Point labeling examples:
+ + +

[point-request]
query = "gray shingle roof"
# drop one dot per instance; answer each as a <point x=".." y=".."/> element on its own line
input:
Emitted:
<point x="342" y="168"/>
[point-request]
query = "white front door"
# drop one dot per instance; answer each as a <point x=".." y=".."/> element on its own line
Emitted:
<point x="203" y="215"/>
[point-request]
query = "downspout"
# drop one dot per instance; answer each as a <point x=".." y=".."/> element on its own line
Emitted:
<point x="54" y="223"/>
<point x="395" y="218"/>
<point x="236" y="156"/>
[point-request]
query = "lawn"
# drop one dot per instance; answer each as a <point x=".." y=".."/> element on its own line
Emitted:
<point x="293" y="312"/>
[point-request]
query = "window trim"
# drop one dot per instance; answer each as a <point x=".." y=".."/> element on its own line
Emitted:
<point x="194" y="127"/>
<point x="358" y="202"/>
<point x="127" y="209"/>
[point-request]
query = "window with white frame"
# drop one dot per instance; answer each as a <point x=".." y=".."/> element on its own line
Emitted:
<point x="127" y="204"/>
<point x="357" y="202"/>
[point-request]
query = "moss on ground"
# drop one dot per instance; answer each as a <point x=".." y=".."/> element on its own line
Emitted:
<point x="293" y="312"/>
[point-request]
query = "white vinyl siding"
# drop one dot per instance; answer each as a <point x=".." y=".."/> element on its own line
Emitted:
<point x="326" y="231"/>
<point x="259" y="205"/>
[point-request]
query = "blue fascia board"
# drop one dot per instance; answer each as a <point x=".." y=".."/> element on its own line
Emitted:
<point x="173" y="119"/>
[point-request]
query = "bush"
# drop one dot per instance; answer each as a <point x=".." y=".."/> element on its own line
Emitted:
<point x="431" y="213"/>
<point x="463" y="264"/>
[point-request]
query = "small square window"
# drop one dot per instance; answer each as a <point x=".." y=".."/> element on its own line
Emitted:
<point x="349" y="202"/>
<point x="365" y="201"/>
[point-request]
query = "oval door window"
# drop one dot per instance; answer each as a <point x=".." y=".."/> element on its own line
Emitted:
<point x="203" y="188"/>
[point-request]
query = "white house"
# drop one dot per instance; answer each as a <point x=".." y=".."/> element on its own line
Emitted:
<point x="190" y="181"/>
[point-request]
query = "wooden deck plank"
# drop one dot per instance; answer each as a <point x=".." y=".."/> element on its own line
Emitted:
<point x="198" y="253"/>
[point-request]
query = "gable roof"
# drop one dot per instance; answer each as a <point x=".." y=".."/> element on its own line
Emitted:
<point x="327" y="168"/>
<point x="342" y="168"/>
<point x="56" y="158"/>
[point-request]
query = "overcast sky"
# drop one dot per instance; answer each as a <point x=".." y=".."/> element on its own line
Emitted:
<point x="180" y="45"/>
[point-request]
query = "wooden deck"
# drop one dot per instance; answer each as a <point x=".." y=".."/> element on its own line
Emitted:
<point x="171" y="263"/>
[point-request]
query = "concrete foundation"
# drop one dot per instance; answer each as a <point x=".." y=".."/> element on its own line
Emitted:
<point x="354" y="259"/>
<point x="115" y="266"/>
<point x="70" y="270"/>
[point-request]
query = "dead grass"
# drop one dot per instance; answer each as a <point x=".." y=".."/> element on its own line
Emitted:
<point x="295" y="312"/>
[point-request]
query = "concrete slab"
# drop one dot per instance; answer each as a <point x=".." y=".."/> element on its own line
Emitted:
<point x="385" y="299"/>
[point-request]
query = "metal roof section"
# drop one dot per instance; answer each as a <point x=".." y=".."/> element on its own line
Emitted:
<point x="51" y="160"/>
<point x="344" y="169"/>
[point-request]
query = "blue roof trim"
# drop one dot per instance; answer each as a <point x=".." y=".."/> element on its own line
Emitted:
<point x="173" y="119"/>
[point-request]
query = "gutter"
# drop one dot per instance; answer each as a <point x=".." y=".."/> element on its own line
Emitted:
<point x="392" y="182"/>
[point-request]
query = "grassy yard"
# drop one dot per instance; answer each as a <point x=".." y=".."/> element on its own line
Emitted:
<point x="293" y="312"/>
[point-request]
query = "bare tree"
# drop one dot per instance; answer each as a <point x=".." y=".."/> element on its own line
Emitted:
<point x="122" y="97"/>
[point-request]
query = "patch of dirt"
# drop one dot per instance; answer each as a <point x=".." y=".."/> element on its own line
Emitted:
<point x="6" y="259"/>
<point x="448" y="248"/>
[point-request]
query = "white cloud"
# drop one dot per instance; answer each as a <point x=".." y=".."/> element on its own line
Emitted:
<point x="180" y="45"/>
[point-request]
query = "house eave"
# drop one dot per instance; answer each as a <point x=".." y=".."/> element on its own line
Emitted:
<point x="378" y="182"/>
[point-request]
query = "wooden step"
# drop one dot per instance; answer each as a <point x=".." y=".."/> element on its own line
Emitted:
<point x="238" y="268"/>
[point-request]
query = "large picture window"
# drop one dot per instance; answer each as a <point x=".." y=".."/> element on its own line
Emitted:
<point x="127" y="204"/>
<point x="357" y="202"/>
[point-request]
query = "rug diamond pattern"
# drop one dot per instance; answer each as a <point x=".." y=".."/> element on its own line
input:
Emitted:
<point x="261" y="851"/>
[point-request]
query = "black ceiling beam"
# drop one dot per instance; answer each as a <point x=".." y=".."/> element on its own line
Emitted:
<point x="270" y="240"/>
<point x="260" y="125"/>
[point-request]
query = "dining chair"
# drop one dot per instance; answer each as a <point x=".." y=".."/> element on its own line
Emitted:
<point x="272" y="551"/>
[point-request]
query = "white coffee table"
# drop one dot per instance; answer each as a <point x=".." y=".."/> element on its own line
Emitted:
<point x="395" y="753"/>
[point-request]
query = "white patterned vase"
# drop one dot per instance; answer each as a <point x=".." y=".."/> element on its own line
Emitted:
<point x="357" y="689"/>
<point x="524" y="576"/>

+ + +

● **AIM**
Nothing in the data may differ; print all of it exactly as written.

● **EXERCISE RESPONSE**
[point-request]
query = "gray shingle roof"
# drop one dot per instance; answer each as a <point x=".." y=".."/> element on its own line
input:
Emitted:
<point x="342" y="168"/>
[point-request]
query = "white front door"
# drop one dot per instance; answer each as a <point x=".." y=".."/> element on its own line
Emitted:
<point x="203" y="215"/>
[point-request]
query = "downspout"
# drop one dot per instance; answer each as a <point x=".." y=".."/> element on its own line
Emitted:
<point x="54" y="223"/>
<point x="395" y="218"/>
<point x="236" y="156"/>
[point-request]
query = "lawn"
# drop one dot per instance; answer each as a <point x=".." y=".."/> element on its own line
Emitted:
<point x="293" y="312"/>
[point-request]
query = "window trim"
# drop one dot per instance; answer each as a <point x=".." y=".."/> element on its own line
Emitted:
<point x="194" y="127"/>
<point x="358" y="202"/>
<point x="127" y="209"/>
[point-request]
query = "window with white frame"
# drop one dot per instance; answer each as a <point x=".." y=".."/> element on its own line
Emitted:
<point x="127" y="204"/>
<point x="357" y="202"/>
[point-request]
query = "moss on ground"
# drop one dot per instance; answer each as a <point x=".." y=".."/> element on its own line
Emitted:
<point x="293" y="312"/>
[point-request]
query = "white vinyl siding"
# drop one dot per instance; answer each as a <point x=".." y=".."/> element on its own line
Emitted:
<point x="326" y="231"/>
<point x="259" y="205"/>
[point-request]
query = "blue fascia board"
# drop one dot per instance; answer each as a <point x=".." y=".."/> element on its own line
Emitted:
<point x="173" y="119"/>
[point-request]
query = "bush"
# drop one dot per instance; answer each as a <point x=".." y=".."/> element on its own line
Emitted:
<point x="431" y="213"/>
<point x="463" y="264"/>
[point-request]
query = "small square window"
# drop one dot per instance; answer each as a <point x=".." y=".."/> element on its own line
Emitted:
<point x="349" y="202"/>
<point x="365" y="201"/>
[point-request]
query = "oval door window"
# drop one dot per instance; answer each as a <point x=".." y=".."/> element on its own line
Emitted:
<point x="203" y="188"/>
[point-request]
query = "white house"
# drop one dot per instance; answer each as a <point x=".." y=".."/> element on its own line
Emitted:
<point x="190" y="181"/>
[point-request]
query = "wooden deck plank"
# drop one dot per instance; answer each as a <point x=".." y=".."/> element on its own line
Emitted:
<point x="198" y="253"/>
[point-request]
query = "gable roof"
# drop one dot per instance; answer each as a <point x=".." y=".."/> element on its own line
Emitted:
<point x="327" y="168"/>
<point x="342" y="168"/>
<point x="56" y="158"/>
[point-request]
query = "overcast sky"
# drop one dot per instance; answer each as a <point x=".." y=".."/> element on its own line
Emitted:
<point x="180" y="45"/>
[point-request]
query = "wooden deck"
# drop one dot per instance; answer each as a <point x=".." y=".."/> element on its own line
Emitted:
<point x="171" y="263"/>
[point-request]
query = "concrete foundation"
# drop one dot per instance; answer each as a <point x=".." y=".."/> element on its own line
Emitted:
<point x="354" y="259"/>
<point x="115" y="266"/>
<point x="70" y="270"/>
[point-request]
query = "dead grass"
# drop one dot per instance; answer each as a <point x=".." y=".."/> element on its own line
Emitted:
<point x="295" y="312"/>
[point-request]
query = "concrete slab"
# drop one dot per instance; answer each as a <point x=".." y=".."/> element on its own line
Emitted:
<point x="385" y="299"/>
[point-request]
query = "metal roof section"
# drop one dot per instance; answer each as a <point x=".." y=".."/> element on its own line
Emitted:
<point x="51" y="160"/>
<point x="344" y="169"/>
[point-request]
query = "blue roof trim"
# drop one dot per instance; answer each as a <point x=".." y=".."/> element on its own line
Emitted:
<point x="173" y="119"/>
[point-request]
query = "gutter"
# drop one dot per instance; answer each as a <point x=".." y=".."/> element on its own line
Emitted:
<point x="392" y="182"/>
[point-request]
query = "grassy yard"
# drop one dot per instance; answer each as a <point x=".." y=".."/> element on its own line
Emitted:
<point x="293" y="312"/>
[point-request]
query = "bare tree"
# drop one dot per instance; answer each as a <point x=".." y=".."/> element on its own line
Emitted:
<point x="122" y="97"/>
[point-request]
query = "patch of dirt"
# drop one dot per instance; answer each as a <point x=".." y=".."/> element on its own line
Emitted:
<point x="6" y="259"/>
<point x="448" y="248"/>
[point-request]
query = "white cloud"
# drop one dot per instance; answer each as a <point x=".." y=".."/> element on its own line
Emitted:
<point x="180" y="45"/>
[point-request]
query = "house eave"
# drop one dot per instance; answer each as a <point x=".." y=".."/> element on its own line
Emitted:
<point x="378" y="182"/>
[point-request]
query = "wooden step"
# drop one dot per instance; answer each as a <point x=".." y=".."/> element on its own line
Emitted:
<point x="238" y="268"/>
[point-request]
query = "large picture window"
# drop one dot per instance; answer each as a <point x=".." y=".."/> element on its own line
Emitted:
<point x="127" y="204"/>
<point x="357" y="202"/>
[point-request]
query = "rug diamond pattern"
# drop one dot per instance; answer each as a <point x=".." y=".."/> element on its own line
input:
Emitted:
<point x="261" y="851"/>
[point-request]
query = "black ceiling beam"
# drop one dot per instance; answer each as a <point x=".." y=".."/> element on its own line
Emitted:
<point x="270" y="240"/>
<point x="260" y="125"/>
[point-request]
query = "dining chair"
# drop one dot per instance; answer each as a <point x=".." y=".."/> element on its own line
Emitted:
<point x="272" y="551"/>
[point-request]
query = "white coffee table"
# drop one dot per instance; answer each as a <point x=".." y=".."/> element on its own line
Emitted:
<point x="395" y="753"/>
[point-request]
query = "white patterned vase"
# drop one dot per instance; answer each as a <point x=".." y=".."/> element on its own line
Emitted:
<point x="357" y="689"/>
<point x="524" y="576"/>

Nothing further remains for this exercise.